— Selection —
* * *
Technical Outlook: Range-Bound with Positive Bias

From a technical perspective, analysts suggest that the Nifty remains in a strong short-term uptrend. According to Vatsal Bhuva, Technical Analyst at LKP Securities, the index continues to show resilience, having closed above a critical short-term resistance level.

“The Nifty found support near its 100-day EMA around 24,750 and ended firmly above the 50-day EMA at 24,800. The derivatives setup is also supportive, with significant put writing seen at 24,800, suggesting strong support at that level,” said Bhuva.

He further noted that the highest open interest (OI) on the call side is currently concentrated at 25,000, indicating stiff resistance in that zone. As a result, the Nifty is expected to trade within a consolidation range of 24,750 to 25,100 in the near term, with resistance around 25,000–25,100 and support at 24,750.

Derivatives Data Signal Stability

Options data backs up the consolidation view. The Put-Call Ratio (PCR) remains stable, and the build-up of OI at crucial levels hints at traders positioning themselves for a range-bound market in the short term.

Moreover, the declining India VIX, the volatility index, reflects improving sentiment and declining fear among market participants. The low VIX levels often indicate that traders expect the market to remain stable, with limited sharp corrections.

Fundamental View: Credit Growth and Festive Demand in Focus

From a fundamental standpoint, the market appears buoyed by optimism around the domestic economic recovery. According to Abhinav Tiwari, Research Analyst at Bonanza Portfolio, Thursday’s price action showed that investors remain confident, even in the face of initial selling pressure.

“This week’s gains underline the market’s confidence in sectors like metals and banking, which are expected to benefit from robust credit demand, higher capex, and improving profitability,” said Tiwari.

He also pointed out that the current economic cycle, driven by infrastructure growth, increased private investment, and favorable government policy, is likely to support earnings in upcoming quarters. Investors are particularly bullish on sectors that stand to gain from increased government spending and the upcoming festive season, which typically drives consumption and boosts retail demand.

Key Triggers to Watch

As the market heads into the final trading day of the week, investors will be closely monitoring several key triggers:

  1. Corporate Earnings: The Q2 results season will kick off soon, with companies across sectors expected to report on their financial performance. Earnings commentary and guidance will play a crucial role in driving stock-specific and sectoral trends.
* * *
Saved entries

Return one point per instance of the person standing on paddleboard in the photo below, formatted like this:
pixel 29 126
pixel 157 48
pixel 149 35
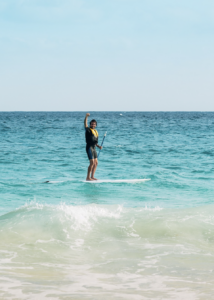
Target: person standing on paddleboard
pixel 91 136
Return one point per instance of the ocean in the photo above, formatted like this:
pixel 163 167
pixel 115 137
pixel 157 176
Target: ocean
pixel 69 239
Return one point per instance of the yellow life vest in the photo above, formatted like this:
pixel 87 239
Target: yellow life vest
pixel 94 131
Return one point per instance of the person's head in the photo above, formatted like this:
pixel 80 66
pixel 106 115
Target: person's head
pixel 93 124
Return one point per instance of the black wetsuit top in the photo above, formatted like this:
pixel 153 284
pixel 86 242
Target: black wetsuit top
pixel 91 142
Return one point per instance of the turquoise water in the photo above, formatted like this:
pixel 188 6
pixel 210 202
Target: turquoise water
pixel 68 239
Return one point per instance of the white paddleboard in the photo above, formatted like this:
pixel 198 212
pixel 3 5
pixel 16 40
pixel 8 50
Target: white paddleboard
pixel 117 180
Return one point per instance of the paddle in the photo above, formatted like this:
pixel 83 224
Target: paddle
pixel 102 143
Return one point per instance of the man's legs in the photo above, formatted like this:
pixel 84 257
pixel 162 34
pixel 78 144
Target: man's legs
pixel 94 167
pixel 90 168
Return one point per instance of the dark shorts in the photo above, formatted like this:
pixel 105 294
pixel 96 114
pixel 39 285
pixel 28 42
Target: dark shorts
pixel 91 152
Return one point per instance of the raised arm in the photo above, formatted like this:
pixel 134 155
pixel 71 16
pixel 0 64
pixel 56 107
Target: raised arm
pixel 86 120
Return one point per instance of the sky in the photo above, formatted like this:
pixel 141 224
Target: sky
pixel 110 55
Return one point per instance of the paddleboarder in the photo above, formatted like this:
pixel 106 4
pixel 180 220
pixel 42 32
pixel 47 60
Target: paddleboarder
pixel 91 136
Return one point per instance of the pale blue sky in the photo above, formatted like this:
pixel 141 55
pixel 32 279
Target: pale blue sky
pixel 142 55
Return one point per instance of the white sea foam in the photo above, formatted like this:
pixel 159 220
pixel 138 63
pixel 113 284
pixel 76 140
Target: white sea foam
pixel 107 251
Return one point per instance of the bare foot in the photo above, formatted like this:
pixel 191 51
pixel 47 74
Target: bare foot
pixel 89 179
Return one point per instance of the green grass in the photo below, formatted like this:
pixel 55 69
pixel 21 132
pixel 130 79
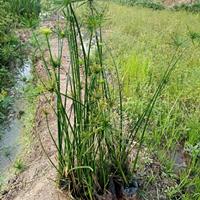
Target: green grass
pixel 143 40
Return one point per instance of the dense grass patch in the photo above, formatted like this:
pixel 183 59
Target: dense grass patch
pixel 144 40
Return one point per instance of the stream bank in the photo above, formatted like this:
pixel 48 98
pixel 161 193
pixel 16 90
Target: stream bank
pixel 12 126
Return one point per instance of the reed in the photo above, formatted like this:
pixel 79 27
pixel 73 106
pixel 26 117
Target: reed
pixel 92 144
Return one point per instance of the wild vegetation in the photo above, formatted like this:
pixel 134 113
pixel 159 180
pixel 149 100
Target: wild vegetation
pixel 142 47
pixel 12 50
pixel 127 104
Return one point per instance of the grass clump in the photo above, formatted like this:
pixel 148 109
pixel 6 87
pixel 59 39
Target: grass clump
pixel 92 143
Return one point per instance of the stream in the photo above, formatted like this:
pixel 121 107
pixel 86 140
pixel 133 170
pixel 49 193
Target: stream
pixel 12 127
* * *
— Job A —
In the Nifty market outlook, rewrite the passage beginning with "He also pointed" and ending with "and sectoral trends.", renaming "Corporate Earnings" to "Company Results".
— Job B —
Take the Nifty market outlook further, starting after its last sentence.

— Expected output A —
He also pointed out that the current economic cycle, driven by infrastructure growth, increased private investment, and favorable government policy, is likely to support earnings in upcoming quarters. Investors are particularly bullish on sectors that stand to gain from increased government spending and the upcoming festive season, which typically drives consumption and boosts retail demand.

Key Triggers to Watch

As the market heads into the final trading day of the week, investors will be closely monitoring several key triggers:

  1. Company Results: The Q2 results season will kick off soon, with companies across sectors expected to report on their financial performance. Earnings commentary and guidance will play a crucial role in driving stock-specific and sectoral trends.

— Expected output B —
  2. RBI Monetary Policy: The Reserve Bank of India’s upcoming policy decision remains a focal point. While no rate hike is widely anticipated, investors will scrutinize the central bank’s commentary on inflation, liquidity, and growth projections.
  3. Global Cues: International markets continue to show resilience, with U.S. and European indices trading positively amid easing inflation concerns and expectations of a soft landing for major economies. Any surprises from U.S. jobs data or Federal Reserve commentary could influence sentiment in Indian markets.
  4. Festive Season Impact: The onset of the festive season in India is likely to boost retail, auto, and consumer discretionary stocks. Increased footfall in malls, higher vehicle bookings, and rising sales across sectors are expected to translate into stronger earnings in the coming months.

Market Prediction for October 6

Given the strong technical support, positive derivative cues, and stable macroeconomic indicators, the Indian equity markets are likely to open on a firm note on October 6. Analysts expect sideways movement with a positive bias, as investors weigh short-term triggers against the broader bullish narrative.

Unless there’s a significant negative surprise either domestically or globally, the markets are expected to hold their current levels and possibly attempt a breakout above 25,000 on the Nifty.


Final Thoughts:

The Indian equity market remains well-supported by both technical and fundamental factors. While near-term resistance at 25,000 may lead to some consolidation, the overall outlook remains positive, supported by strong sectoral performance, low volatility, and encouraging macroeconomic indicators. Investors will now look to corporate earnings and RBI policy updates for the next directional cue.